In the color filter array 120, the red filter 12R is separated from the sub-filters 12bb by the sub-filters 12rr. Furthermore, the blue filter 12B is separated from the sub-filters 12rr by the sub-filters 12bb. In other words, the sub-filter 12rr is surrounded by the two sub-filters 12bb and the red filter 12R, and the sub-filter 12bb is surrounded by the two sub-filters 12rr and the blue filter 12B.
In the color filter array 120, the blue filter 12B and the red filter 12R are formed of different materials or coatings, and have different extinction coefficients for light in a specific wavelength range. In addition, the sub-filter 12bb and the sub-filter 12rr are formed of different materials or coatings, and have the same or different extinction coefficients for light in a specific wavelength range.
In some embodiments, the blue filter 12B is configured to transmit visible light corresponding to the relevant wavelength range of blue light. The red filter 12R is configured to transmit visible light corresponding to the relevant wavelength range of red light. The sub-filter 12bb is configured to transmit visible light corresponding to the relevant wavelength range of blue light and green light. The sub-filter 12rr is configured to transmit visible light corresponding to the relevant wavelength range of red light and green light.
In some embodiments, for blue light with a wavelength range of 400 nm to 500 nm, the extinction coefficient KB of the blue filter 12B and the extinction coefficient Kbb of the sub-filter 12bb are close to 0 (i.e., KB≈0 and Kbb≈0), and the extinction coefficient KR of the red filter 12R and the extinction coefficient Krr of the sub-filter 12rr are greater than 0 (i.e., KR>0 and Krr>0). In other words, the light corresponding to the wavelength range of blue light can pass through the blue filter 12B and the sub-filter 12bb, but cannot pass through the red filter 12R and the sub-filter 12rr.

• _Entries supplied_:
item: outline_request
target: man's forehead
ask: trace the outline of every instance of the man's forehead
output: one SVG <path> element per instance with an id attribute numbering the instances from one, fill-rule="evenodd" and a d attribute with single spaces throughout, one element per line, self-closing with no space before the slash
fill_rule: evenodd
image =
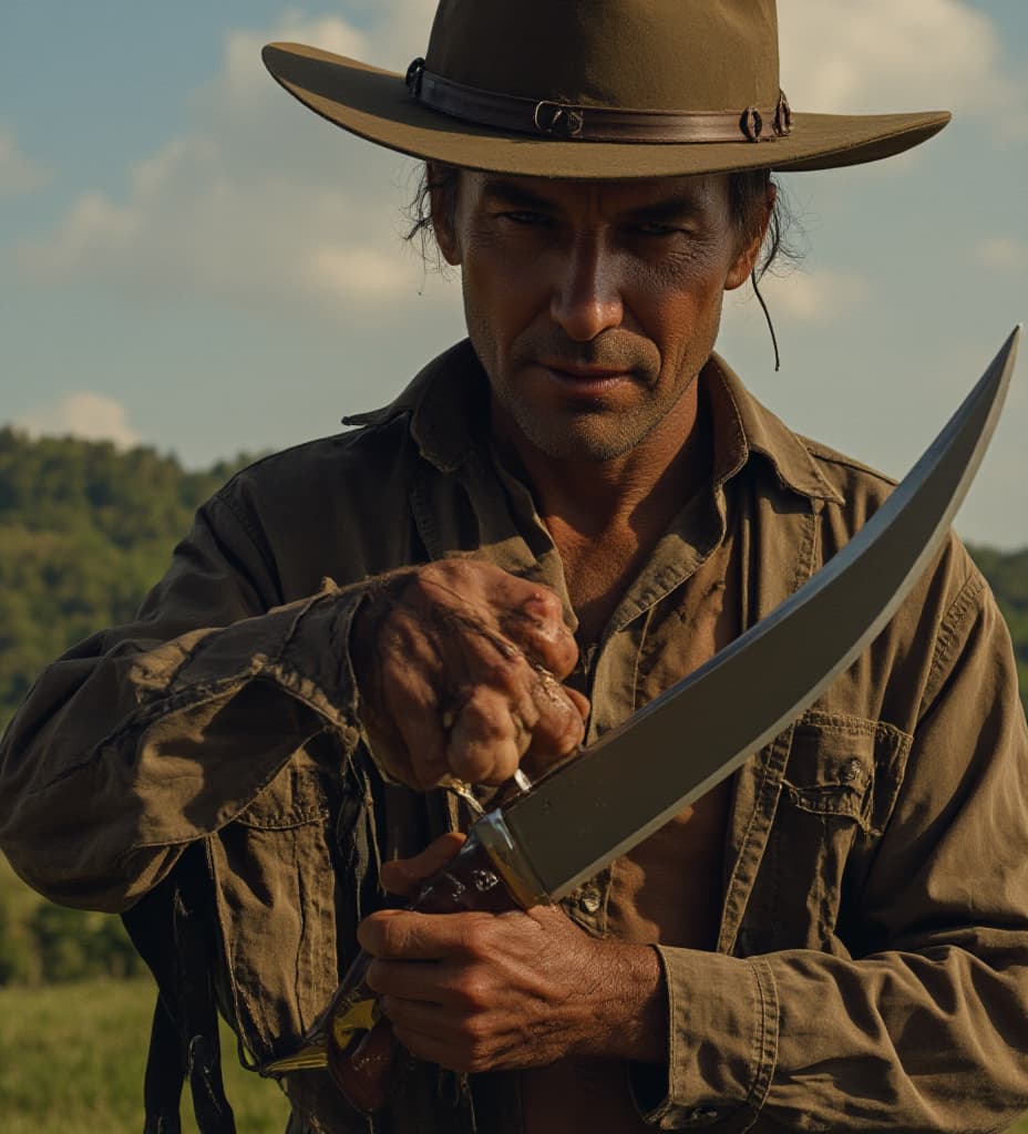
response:
<path id="1" fill-rule="evenodd" d="M 562 208 L 593 202 L 605 211 L 699 209 L 711 200 L 724 200 L 726 174 L 691 177 L 648 177 L 625 180 L 585 180 L 572 178 L 517 177 L 463 170 L 467 191 L 482 200 Z"/>

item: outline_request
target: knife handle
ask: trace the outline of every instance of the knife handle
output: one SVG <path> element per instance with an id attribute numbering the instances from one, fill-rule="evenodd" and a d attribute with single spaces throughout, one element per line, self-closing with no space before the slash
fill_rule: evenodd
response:
<path id="1" fill-rule="evenodd" d="M 421 887 L 407 908 L 452 914 L 475 909 L 502 913 L 521 906 L 472 829 L 457 854 Z M 374 1114 L 385 1105 L 399 1046 L 393 1025 L 379 1015 L 378 996 L 368 984 L 371 960 L 363 949 L 356 956 L 326 1009 L 325 1025 L 332 1080 L 364 1114 Z"/>

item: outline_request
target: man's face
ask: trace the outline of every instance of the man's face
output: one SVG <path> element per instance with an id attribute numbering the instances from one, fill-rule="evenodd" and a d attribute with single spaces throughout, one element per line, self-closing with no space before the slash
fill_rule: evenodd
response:
<path id="1" fill-rule="evenodd" d="M 573 462 L 623 456 L 673 415 L 759 248 L 741 247 L 726 176 L 462 171 L 453 223 L 437 212 L 436 234 L 461 266 L 498 428 Z"/>

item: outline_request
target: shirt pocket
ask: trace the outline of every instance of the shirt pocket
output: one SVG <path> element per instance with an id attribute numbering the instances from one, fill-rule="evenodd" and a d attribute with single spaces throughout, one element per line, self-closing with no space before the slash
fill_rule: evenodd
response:
<path id="1" fill-rule="evenodd" d="M 222 965 L 258 1061 L 292 1051 L 337 982 L 326 770 L 301 748 L 211 840 Z"/>
<path id="2" fill-rule="evenodd" d="M 845 954 L 840 920 L 895 805 L 910 737 L 883 721 L 811 710 L 797 722 L 757 875 L 745 951 Z"/>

• _Given instruction_: Extend the passage on the color filter array, starting right after its last sentence.

• _Answer_:
In some embodiments, for green light with a wavelength range of 500 to 600 nm, the extinction coefficient Krr of the sub-filter 12rr and the extinction coefficient Kbb of the sub-filter 12bb are close to 0 (i.e., Krr≈0 and Kbb≈0), and the extinction coefficient KR of the red filter 12R and the extinction coefficient KB of the blue filter 12B are greater than 0 (i.e., KR>0 and KB>0). In other words, the light corresponding to the wavelength range of green light can pass through the sub-filter 12rr and the sub-filter 12bb, but cannot pass through the red filter 12R and the blue filter 12B.
In some embodiments, for red light with a wavelength range of 600 to 700 nm, the extinction coefficient Krr of the sub-filter 12rr and the extinction coefficient KR of the red filter 12R are close to 0 (i.e., Krr≈0 and KR≈0), and the extinction coefficient Kbb of the sub-filter 12bb and the extinction coefficient KB of the blue filter 12B are greater than 0 (i.e., Kbb>0 and KB>0). In other words, light corresponding to the wavelength range of red light can pass through the red filter 12R and the sub-filter 12rr, but cannot pass through the blue filter 12B and the sub-filter 12bb.
In the color filter array 120, the blue filter 12B and the red filter 12R have different refraction indexes for light in a specific wavelength range. In addition, the sub-filter 12bb and the sub-filter 12rr have similar or different refraction indexes for light in the same wavelength range.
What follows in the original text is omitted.